- [SUPPLIED RECORDS]
*-*-*

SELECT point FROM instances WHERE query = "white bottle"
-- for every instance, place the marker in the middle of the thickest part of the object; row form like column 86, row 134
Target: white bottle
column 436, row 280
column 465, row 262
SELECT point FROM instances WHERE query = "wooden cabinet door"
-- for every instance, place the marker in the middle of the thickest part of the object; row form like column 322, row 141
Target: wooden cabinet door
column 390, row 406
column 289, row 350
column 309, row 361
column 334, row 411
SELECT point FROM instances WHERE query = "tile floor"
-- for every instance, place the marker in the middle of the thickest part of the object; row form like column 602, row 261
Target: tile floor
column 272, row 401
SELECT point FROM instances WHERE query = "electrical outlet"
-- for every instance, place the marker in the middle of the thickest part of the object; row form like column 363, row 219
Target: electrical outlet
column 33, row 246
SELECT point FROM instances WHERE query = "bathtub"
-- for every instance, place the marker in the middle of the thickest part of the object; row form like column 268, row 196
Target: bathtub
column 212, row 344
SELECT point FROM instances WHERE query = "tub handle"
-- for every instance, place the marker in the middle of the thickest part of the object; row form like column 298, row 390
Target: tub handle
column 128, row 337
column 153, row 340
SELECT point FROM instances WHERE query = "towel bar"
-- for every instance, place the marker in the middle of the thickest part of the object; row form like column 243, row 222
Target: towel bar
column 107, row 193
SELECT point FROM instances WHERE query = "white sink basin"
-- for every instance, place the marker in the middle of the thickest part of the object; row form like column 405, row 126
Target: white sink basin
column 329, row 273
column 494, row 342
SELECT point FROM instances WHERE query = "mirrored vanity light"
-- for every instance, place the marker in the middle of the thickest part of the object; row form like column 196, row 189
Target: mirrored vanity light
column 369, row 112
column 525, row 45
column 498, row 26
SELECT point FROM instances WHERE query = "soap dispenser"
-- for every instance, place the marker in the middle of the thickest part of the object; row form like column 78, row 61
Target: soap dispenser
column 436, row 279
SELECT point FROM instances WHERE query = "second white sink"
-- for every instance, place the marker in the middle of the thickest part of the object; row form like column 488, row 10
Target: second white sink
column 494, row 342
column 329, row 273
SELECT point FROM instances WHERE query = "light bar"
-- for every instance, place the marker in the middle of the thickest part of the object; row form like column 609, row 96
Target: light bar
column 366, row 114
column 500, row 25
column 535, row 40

*-*-*

- [OBJECTIVE]
Convert every line of the rows above into a Markdown table with the columns "Number" and "Line," numbering the lines in order and leaving out any blank lines.

- [TASK RESPONSE]
| Number | Line |
|---|---|
| 1 | SELECT point FROM instances WHERE query = "white bottle" |
| 2 | -- for every instance, place the marker in the middle of the thickest part of the object; row form like column 86, row 134 |
| 3 | Target: white bottle |
| 4 | column 436, row 280 |
| 5 | column 465, row 262 |
| 6 | SELECT point FROM instances WHERE query = "wooden cabinet door" |
| 7 | -- for every instance, place the marker in the middle of the thickest part of the object; row form like column 322, row 141 |
| 8 | Target: wooden cabinet door |
| 9 | column 390, row 406 |
| 10 | column 289, row 350 |
| 11 | column 309, row 361 |
| 12 | column 334, row 411 |
| 13 | SELECT point FROM instances WHERE query = "tile floor" |
| 14 | -- for every instance, place the marker in the middle of the thickest part of the object; row form like column 602, row 261 |
| 15 | Target: tile floor |
| 16 | column 272, row 401 |
| 17 | SELECT point FROM instances WHERE query = "electrical outlet" |
| 18 | -- for every instance, place the marker in the middle of the thickest part of the object; row form like column 363, row 219 |
| 19 | Target: electrical outlet |
| 20 | column 33, row 246 |
| 21 | SELECT point FROM instances WHERE query = "bathtub" |
| 22 | -- for every instance, place the marker in the middle of the thickest part of the object; row form like column 268, row 196 |
| 23 | Target: bathtub |
| 24 | column 212, row 344 |
| 25 | SELECT point FROM instances WHERE query = "tub handle" |
| 26 | -- for every instance, place the marker in the middle of the thickest part of the object; row form like column 298, row 390 |
| 27 | Target: tub handle |
| 28 | column 128, row 337 |
| 29 | column 153, row 340 |
| 30 | SELECT point FROM instances WHERE query = "towel bar" |
| 31 | -- for every instance, place the marker in the middle of the thickest part of the object; row form like column 243, row 222 |
| 32 | Target: towel bar |
| 33 | column 107, row 193 |
| 34 | SELECT point FROM instances WHERE query = "white sink basin" |
| 35 | -- for every instance, place the marker in the middle of the thickest part of the object; row form like column 405, row 126 |
| 36 | Target: white sink basin |
| 37 | column 329, row 273 |
| 38 | column 494, row 342 |
| 39 | SELECT point FROM instances WHERE query = "mirrored vanity light" |
| 40 | -- for every instance, place the marker in the middle of the thickest part of the object; row form like column 196, row 189 |
| 41 | Target: mirrored vanity light |
| 42 | column 369, row 112 |
| 43 | column 525, row 45 |
| 44 | column 498, row 26 |
| 45 | SELECT point FROM instances WHERE query = "soap dispenser" |
| 46 | -- for every instance, place the marker in the middle of the thickest part of the object; row form like column 78, row 61 |
| 47 | Target: soap dispenser |
| 48 | column 436, row 279 |
| 49 | SELECT point FROM instances WHERE query = "second white sink" |
| 50 | -- for every instance, place the marker in the middle of the thickest part of the object; row form like column 488, row 10 |
| 51 | Target: second white sink |
| 52 | column 494, row 342 |
| 53 | column 329, row 273 |
| 54 | SELECT point FROM instances WHERE query = "light bar" |
| 55 | -- for every instance, place the marker in the middle of the thickest part of the object; row form like column 609, row 96 |
| 56 | Target: light bar |
| 57 | column 366, row 114 |
| 58 | column 500, row 25 |
| 59 | column 535, row 40 |